[Location annotation dataset excerpts]
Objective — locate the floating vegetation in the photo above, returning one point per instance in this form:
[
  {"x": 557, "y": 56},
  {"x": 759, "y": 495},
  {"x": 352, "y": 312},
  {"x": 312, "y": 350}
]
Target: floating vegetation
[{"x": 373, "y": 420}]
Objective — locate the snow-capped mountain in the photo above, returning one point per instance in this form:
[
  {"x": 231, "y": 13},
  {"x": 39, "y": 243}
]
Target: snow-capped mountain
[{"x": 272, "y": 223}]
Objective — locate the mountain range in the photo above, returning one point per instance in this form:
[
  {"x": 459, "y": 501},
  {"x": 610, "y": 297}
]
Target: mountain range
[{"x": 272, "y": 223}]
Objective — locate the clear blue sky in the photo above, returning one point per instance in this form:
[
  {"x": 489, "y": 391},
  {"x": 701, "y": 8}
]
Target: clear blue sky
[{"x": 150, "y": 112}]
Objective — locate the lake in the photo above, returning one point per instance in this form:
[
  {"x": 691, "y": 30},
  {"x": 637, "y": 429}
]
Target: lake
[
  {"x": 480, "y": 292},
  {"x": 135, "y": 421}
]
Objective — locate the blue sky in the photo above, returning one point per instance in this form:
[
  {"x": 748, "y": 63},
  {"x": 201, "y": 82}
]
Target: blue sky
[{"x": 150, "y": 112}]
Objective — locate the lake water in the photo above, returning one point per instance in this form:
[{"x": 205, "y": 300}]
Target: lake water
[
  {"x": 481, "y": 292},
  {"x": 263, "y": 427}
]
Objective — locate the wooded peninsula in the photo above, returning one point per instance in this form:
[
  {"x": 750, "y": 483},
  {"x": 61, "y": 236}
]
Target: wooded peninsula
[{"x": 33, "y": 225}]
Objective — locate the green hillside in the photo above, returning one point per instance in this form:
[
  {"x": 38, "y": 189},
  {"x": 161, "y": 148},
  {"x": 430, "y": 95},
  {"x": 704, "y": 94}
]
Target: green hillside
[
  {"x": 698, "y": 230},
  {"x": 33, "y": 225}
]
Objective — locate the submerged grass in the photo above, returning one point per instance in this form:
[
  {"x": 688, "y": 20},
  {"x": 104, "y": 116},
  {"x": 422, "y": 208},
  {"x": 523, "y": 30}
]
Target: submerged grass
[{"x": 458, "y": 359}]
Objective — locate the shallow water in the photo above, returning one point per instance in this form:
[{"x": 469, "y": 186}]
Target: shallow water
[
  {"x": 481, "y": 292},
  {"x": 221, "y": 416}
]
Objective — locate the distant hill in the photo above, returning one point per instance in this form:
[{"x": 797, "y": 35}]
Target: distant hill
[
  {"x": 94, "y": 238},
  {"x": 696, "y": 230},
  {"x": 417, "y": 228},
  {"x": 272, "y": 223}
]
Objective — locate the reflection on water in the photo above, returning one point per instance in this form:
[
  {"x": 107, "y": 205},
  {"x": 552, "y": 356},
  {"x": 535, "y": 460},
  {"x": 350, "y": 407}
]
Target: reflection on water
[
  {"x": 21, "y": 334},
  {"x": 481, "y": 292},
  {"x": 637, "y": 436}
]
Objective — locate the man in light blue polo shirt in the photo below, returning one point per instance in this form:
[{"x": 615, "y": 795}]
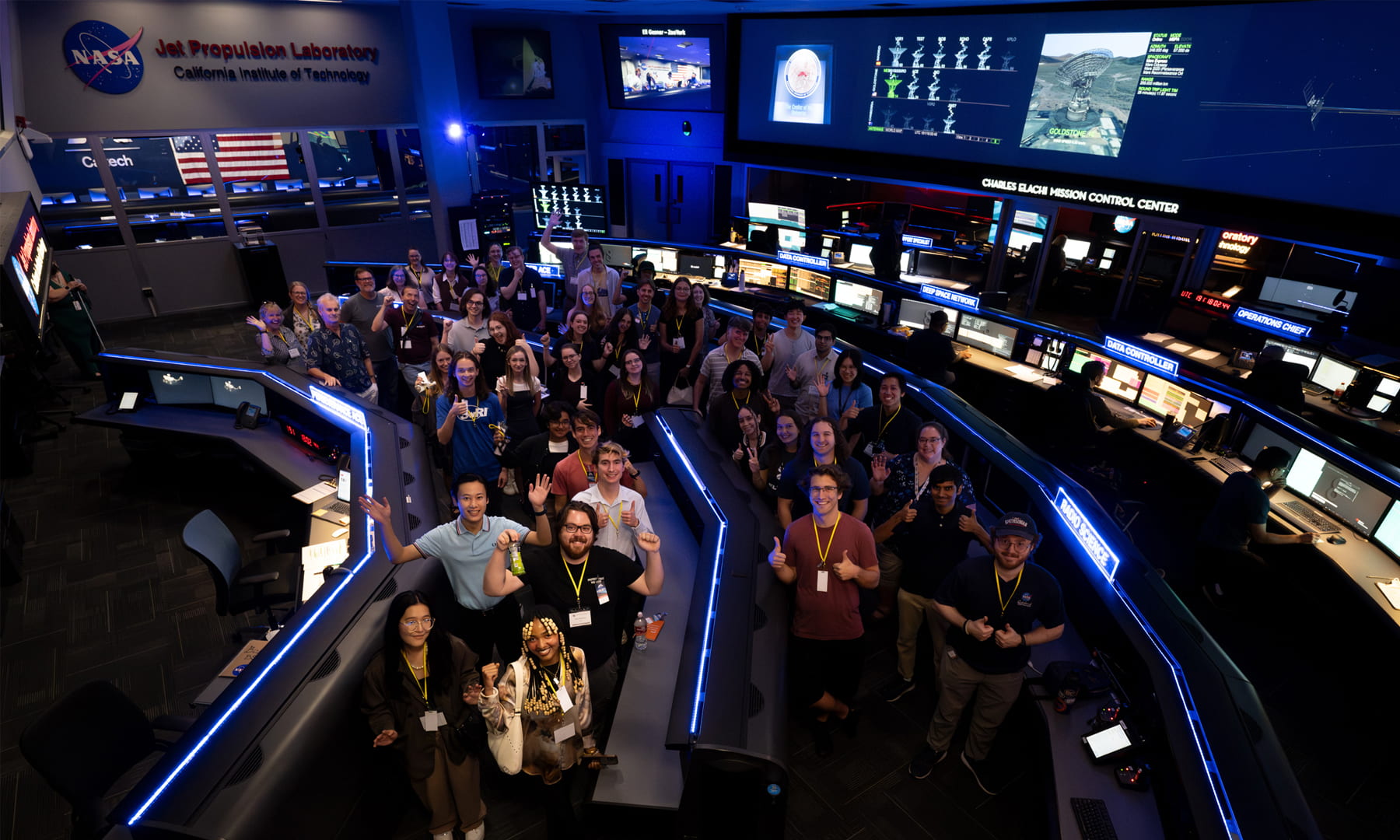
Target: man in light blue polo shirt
[{"x": 464, "y": 546}]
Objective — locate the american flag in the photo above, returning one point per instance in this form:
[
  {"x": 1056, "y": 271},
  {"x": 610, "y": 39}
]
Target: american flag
[{"x": 241, "y": 157}]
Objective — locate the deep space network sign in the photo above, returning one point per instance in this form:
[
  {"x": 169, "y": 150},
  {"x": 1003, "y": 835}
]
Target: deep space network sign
[{"x": 104, "y": 56}]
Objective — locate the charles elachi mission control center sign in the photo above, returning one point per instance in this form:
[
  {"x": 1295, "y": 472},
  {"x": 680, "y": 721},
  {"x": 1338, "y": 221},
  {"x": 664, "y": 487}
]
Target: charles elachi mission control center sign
[{"x": 160, "y": 66}]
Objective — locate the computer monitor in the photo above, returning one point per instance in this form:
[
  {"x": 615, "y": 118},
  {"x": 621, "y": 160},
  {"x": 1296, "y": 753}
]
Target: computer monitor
[
  {"x": 231, "y": 392},
  {"x": 1046, "y": 352},
  {"x": 987, "y": 335},
  {"x": 805, "y": 282},
  {"x": 1337, "y": 492},
  {"x": 175, "y": 388},
  {"x": 915, "y": 315},
  {"x": 860, "y": 255},
  {"x": 1333, "y": 374},
  {"x": 763, "y": 273},
  {"x": 856, "y": 296},
  {"x": 1076, "y": 250},
  {"x": 1295, "y": 353}
]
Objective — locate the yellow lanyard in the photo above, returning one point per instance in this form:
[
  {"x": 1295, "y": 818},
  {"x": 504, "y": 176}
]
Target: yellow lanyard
[
  {"x": 579, "y": 584},
  {"x": 1007, "y": 602},
  {"x": 423, "y": 686},
  {"x": 821, "y": 552}
]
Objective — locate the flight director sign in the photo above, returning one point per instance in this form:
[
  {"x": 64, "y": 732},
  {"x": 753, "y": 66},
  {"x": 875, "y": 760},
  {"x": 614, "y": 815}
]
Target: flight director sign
[{"x": 1272, "y": 324}]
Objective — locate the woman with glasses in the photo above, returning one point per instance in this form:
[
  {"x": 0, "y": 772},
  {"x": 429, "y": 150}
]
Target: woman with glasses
[
  {"x": 278, "y": 343},
  {"x": 303, "y": 313},
  {"x": 422, "y": 696}
]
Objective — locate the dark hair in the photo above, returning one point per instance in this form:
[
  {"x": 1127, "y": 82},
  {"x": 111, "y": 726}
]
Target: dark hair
[
  {"x": 843, "y": 482},
  {"x": 1270, "y": 457},
  {"x": 439, "y": 643},
  {"x": 842, "y": 451}
]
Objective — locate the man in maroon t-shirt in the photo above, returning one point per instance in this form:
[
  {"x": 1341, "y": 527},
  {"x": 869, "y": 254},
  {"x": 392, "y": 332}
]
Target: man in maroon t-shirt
[{"x": 829, "y": 558}]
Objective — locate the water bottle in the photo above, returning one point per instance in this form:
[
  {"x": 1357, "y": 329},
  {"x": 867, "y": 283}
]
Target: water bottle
[{"x": 517, "y": 565}]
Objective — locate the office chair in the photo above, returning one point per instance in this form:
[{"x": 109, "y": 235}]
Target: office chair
[
  {"x": 244, "y": 587},
  {"x": 86, "y": 741}
]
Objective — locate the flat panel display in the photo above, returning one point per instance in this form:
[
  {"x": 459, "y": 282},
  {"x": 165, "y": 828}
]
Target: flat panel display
[
  {"x": 1090, "y": 94},
  {"x": 987, "y": 335},
  {"x": 856, "y": 296}
]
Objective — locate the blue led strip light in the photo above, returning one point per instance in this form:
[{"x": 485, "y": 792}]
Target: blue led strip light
[
  {"x": 346, "y": 412},
  {"x": 707, "y": 639},
  {"x": 1136, "y": 355},
  {"x": 1084, "y": 531}
]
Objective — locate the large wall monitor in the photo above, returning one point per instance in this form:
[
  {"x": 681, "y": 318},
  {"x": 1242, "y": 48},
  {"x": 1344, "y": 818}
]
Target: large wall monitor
[{"x": 1147, "y": 110}]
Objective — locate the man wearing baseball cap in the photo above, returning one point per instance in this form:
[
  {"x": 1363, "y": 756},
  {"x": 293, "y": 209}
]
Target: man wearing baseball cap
[{"x": 993, "y": 605}]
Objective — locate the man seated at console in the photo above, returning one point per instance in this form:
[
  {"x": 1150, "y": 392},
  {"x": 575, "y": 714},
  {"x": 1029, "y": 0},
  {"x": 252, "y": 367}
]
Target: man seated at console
[
  {"x": 1276, "y": 381},
  {"x": 464, "y": 546},
  {"x": 992, "y": 630},
  {"x": 1225, "y": 566}
]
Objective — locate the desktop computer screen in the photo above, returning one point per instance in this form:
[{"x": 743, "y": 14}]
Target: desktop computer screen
[
  {"x": 860, "y": 255},
  {"x": 174, "y": 388},
  {"x": 915, "y": 315},
  {"x": 1332, "y": 374},
  {"x": 231, "y": 392},
  {"x": 1046, "y": 352},
  {"x": 1337, "y": 492},
  {"x": 853, "y": 296},
  {"x": 987, "y": 335},
  {"x": 810, "y": 283}
]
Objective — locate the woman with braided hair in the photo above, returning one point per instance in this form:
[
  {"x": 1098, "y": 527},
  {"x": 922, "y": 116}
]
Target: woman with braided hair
[{"x": 555, "y": 707}]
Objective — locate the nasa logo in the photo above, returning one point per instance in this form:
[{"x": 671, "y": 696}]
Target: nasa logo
[{"x": 104, "y": 58}]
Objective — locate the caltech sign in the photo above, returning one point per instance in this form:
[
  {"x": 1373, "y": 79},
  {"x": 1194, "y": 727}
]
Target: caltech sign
[{"x": 104, "y": 56}]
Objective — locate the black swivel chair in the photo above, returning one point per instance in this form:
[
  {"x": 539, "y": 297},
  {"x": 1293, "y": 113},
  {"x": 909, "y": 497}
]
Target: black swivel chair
[
  {"x": 86, "y": 741},
  {"x": 244, "y": 587}
]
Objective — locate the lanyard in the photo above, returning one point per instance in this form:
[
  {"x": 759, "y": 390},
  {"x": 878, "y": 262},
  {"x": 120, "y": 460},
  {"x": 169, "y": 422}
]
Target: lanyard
[
  {"x": 579, "y": 584},
  {"x": 821, "y": 552},
  {"x": 1007, "y": 602},
  {"x": 423, "y": 686}
]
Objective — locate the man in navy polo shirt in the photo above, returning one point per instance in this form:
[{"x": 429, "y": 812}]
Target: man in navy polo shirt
[
  {"x": 993, "y": 605},
  {"x": 464, "y": 546}
]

(PROBLEM REQUIREMENTS)
Print the line containing "Objective — locate the woman with braided" and every line after it to the end of the records above, exactly as written, and nothing else.

(CORRECT OUTPUT)
Objective — locate the woman with braided hair in the photo above, returning one point per instance in this form:
[
  {"x": 1098, "y": 527},
  {"x": 922, "y": 116}
]
Target: woman with braided hair
[{"x": 555, "y": 707}]
Objective — locate the nasa logo in the photo above, returning one point per instance in this form:
[{"x": 671, "y": 696}]
Target: nasa logo
[{"x": 104, "y": 58}]
Objective — locate the caltech sign in the photo above, returning one point per instance in this form:
[
  {"x": 1373, "y": 79},
  {"x": 1194, "y": 727}
]
Target: caltech sign
[{"x": 104, "y": 56}]
Objective — locate the black swivel chair in the photo above, returning one point per instance in this form:
[
  {"x": 539, "y": 297},
  {"x": 1293, "y": 113},
  {"x": 909, "y": 497}
]
Target: black swivel chair
[
  {"x": 86, "y": 741},
  {"x": 244, "y": 587}
]
Objective — locate the lanyard in the photo above, returning one point per instance in this form:
[
  {"x": 759, "y": 390},
  {"x": 878, "y": 262},
  {"x": 120, "y": 460},
  {"x": 169, "y": 422}
]
Target: lanyard
[
  {"x": 579, "y": 584},
  {"x": 821, "y": 552},
  {"x": 1007, "y": 602},
  {"x": 423, "y": 686}
]
Objective — locate the man in navy polo shirt in the photo above, returning one point per instance in this form:
[{"x": 429, "y": 812}]
Target: man in navy polo shirt
[
  {"x": 993, "y": 605},
  {"x": 464, "y": 546}
]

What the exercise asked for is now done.